**DATA SUPPLIED:**

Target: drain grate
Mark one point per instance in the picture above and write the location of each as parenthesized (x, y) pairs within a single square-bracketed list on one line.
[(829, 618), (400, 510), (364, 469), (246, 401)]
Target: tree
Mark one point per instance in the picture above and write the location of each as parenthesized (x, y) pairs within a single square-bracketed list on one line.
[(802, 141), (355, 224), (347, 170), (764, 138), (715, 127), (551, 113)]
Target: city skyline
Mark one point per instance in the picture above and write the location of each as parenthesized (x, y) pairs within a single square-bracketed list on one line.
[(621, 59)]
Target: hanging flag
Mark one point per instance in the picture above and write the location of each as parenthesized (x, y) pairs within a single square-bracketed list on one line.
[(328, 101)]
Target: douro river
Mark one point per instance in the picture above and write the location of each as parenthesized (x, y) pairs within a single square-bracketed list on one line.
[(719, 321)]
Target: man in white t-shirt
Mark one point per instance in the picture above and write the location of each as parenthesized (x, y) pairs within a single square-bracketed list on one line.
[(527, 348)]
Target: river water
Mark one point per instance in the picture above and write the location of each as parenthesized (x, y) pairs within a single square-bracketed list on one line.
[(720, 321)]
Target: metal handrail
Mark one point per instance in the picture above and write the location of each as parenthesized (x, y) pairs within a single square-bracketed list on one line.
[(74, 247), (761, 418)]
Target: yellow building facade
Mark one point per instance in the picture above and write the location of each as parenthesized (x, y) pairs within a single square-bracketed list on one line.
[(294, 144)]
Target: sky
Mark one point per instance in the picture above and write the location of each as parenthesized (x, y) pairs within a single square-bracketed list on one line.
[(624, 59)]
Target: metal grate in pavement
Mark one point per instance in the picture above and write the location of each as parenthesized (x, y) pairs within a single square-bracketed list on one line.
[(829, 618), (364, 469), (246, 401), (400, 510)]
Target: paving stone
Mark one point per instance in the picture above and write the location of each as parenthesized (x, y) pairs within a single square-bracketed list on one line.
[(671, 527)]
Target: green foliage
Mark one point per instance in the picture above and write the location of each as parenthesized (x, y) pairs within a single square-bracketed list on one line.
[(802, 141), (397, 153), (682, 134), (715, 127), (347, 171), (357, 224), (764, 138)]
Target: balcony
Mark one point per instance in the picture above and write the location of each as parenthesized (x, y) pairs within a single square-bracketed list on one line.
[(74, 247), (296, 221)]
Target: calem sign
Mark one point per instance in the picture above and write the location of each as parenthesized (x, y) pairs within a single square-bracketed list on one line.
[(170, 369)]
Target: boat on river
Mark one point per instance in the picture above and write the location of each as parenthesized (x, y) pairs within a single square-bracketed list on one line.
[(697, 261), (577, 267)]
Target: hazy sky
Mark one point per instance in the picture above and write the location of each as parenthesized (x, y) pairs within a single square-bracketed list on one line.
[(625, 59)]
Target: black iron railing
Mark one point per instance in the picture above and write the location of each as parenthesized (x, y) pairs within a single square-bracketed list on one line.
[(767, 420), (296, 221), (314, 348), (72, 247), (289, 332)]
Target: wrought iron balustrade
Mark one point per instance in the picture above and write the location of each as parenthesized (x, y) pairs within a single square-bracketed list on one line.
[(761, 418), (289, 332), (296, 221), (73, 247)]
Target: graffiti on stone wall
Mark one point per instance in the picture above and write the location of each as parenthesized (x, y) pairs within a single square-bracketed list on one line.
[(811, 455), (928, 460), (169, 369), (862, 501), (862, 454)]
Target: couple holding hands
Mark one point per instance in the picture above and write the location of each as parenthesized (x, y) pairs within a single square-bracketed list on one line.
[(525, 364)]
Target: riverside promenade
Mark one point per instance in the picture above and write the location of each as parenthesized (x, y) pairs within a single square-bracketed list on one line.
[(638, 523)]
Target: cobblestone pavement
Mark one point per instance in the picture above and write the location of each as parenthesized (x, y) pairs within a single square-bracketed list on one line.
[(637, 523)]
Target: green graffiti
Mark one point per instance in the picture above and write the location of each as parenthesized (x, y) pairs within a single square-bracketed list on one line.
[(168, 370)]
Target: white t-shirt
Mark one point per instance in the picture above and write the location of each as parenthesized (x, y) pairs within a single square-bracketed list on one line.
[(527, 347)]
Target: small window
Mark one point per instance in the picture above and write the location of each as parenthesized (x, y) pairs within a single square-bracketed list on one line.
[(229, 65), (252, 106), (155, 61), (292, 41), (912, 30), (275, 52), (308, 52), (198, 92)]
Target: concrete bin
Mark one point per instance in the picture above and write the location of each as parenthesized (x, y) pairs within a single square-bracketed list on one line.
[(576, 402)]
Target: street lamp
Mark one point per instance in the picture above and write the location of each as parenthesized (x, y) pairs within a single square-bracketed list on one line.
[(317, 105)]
---
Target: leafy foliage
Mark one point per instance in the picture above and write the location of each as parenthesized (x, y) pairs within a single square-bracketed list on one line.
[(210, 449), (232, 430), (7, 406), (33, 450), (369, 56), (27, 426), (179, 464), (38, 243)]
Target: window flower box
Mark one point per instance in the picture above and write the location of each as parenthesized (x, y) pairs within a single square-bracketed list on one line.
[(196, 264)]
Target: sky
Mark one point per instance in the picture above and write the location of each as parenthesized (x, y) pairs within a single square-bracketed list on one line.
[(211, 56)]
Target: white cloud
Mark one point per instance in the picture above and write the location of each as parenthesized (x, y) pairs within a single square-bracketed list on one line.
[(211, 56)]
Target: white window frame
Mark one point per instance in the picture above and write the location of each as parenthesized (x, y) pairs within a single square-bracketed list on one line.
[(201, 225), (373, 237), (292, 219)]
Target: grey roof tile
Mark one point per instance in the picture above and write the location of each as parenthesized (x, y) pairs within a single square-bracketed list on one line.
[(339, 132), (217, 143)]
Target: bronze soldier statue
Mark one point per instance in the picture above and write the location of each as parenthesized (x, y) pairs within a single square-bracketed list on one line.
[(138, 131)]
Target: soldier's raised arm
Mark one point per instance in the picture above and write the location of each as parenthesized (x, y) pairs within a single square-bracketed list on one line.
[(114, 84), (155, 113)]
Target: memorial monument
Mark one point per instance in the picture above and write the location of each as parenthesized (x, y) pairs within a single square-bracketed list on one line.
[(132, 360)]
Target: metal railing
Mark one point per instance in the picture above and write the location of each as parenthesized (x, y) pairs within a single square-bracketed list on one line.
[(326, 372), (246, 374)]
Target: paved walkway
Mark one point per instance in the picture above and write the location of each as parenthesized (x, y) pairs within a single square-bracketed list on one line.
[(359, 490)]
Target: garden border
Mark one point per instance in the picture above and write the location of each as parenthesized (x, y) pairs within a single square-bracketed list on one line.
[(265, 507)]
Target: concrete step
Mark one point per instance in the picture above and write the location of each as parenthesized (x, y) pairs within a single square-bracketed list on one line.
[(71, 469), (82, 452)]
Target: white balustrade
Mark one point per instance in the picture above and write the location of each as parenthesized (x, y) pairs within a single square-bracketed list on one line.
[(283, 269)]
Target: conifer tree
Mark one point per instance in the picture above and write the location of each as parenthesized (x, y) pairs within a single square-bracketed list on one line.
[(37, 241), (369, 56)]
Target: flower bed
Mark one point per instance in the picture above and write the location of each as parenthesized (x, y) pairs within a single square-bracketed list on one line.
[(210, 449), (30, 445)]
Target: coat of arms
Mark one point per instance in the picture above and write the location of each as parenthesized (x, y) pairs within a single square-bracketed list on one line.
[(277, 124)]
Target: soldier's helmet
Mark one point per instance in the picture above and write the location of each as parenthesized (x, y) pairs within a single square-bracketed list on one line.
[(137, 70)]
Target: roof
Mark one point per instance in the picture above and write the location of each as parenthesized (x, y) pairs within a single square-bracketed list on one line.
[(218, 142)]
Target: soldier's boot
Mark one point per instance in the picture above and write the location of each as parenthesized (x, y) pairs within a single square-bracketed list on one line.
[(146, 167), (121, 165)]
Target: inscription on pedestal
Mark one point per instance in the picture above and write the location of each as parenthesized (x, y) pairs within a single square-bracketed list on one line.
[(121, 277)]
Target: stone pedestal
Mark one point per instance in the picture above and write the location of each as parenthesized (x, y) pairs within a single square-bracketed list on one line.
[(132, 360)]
--
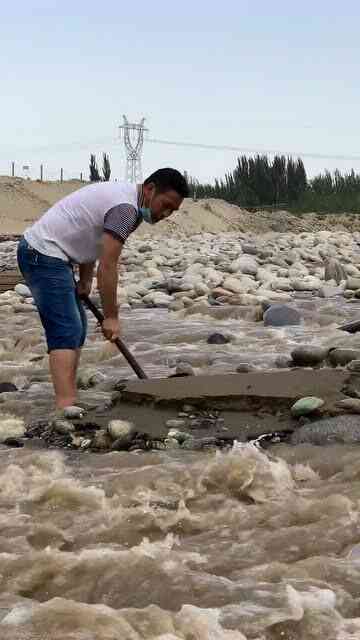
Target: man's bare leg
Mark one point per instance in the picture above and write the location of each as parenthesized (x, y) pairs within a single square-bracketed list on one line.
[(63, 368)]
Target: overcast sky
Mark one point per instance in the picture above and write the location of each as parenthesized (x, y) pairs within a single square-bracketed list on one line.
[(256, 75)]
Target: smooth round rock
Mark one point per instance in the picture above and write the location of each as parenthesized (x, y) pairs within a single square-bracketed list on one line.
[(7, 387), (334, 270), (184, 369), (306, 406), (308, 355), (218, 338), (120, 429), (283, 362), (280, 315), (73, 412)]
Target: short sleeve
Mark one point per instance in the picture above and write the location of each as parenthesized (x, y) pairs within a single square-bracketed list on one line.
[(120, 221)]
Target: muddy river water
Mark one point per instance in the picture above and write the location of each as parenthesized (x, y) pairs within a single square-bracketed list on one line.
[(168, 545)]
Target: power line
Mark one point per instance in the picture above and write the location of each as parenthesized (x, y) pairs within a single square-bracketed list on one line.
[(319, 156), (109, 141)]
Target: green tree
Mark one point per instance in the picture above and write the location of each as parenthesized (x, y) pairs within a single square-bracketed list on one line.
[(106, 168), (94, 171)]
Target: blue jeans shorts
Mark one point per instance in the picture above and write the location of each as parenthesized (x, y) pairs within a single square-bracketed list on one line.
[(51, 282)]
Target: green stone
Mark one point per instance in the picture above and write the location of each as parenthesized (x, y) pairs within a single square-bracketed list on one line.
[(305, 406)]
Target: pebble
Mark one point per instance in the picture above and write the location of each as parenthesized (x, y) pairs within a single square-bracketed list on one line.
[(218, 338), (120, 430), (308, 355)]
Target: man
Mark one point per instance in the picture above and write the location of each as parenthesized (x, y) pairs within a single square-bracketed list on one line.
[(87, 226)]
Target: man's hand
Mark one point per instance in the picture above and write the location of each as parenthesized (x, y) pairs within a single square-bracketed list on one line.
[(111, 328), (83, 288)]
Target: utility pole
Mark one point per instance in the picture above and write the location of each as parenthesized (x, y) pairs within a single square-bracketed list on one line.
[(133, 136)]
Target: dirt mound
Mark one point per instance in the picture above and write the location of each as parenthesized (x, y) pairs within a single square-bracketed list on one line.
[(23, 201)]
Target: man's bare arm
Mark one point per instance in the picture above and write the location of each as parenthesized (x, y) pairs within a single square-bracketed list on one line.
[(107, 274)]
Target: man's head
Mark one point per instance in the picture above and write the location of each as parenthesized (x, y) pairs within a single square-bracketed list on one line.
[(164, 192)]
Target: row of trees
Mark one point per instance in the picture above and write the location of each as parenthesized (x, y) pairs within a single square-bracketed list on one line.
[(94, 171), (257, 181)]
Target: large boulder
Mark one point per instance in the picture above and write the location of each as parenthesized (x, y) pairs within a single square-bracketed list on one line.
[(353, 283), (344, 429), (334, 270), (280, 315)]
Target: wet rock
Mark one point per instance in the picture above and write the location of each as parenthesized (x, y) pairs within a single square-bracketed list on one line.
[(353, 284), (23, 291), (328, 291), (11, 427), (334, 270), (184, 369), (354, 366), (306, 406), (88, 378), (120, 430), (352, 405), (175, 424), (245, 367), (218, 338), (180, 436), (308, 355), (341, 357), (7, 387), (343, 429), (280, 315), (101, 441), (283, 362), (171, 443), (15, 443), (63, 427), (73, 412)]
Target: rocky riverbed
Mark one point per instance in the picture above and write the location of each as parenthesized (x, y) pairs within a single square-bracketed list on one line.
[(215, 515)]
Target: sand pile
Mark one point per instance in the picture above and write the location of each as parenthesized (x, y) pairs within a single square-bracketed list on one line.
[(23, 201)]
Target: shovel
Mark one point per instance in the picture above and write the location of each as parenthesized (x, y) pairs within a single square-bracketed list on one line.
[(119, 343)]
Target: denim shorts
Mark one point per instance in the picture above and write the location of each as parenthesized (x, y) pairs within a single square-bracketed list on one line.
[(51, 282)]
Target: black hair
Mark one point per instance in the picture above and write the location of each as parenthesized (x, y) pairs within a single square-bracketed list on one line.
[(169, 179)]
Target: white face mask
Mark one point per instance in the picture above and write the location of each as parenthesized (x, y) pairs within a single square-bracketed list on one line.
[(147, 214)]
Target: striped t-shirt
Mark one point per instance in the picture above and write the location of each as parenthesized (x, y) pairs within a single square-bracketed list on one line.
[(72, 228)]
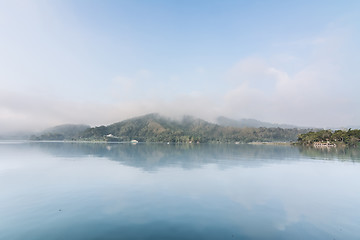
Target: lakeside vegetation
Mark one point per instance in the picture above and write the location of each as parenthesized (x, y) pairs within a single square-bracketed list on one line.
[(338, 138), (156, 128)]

**SHORT EXERCISE:** Reproduce only the records starting at the line containing "Target: white t-shirt" and ending at the line containing "[(317, 105)]", with "small window" changed to "narrow window" and nothing else altered.

**COMPLETED EXERCISE:**
Target: white t-shirt
Mark one point per instance in the picture above and write the location of each as parenthesized (x, y) pairs within a single square-bracketed list on one line.
[(527, 347)]
Target: narrow window
Mark one point per instance in the picture above and write the location of each as parenthesized (x, y) pairs within a single square-bracketed list on one line.
[(229, 65), (252, 106), (155, 61), (292, 41), (912, 30), (275, 52), (308, 52), (198, 92)]
Target: concrete bin
Mark one point per instance in the picture above and write the location of each as parenthesized (x, y) pairs within a single square-bracketed list on one line.
[(576, 402)]
Target: street lamp
Mark one point per instance in the picture above and write the location of each as parenthesized (x, y) pairs within a single square-bracketed list on one line.
[(317, 105)]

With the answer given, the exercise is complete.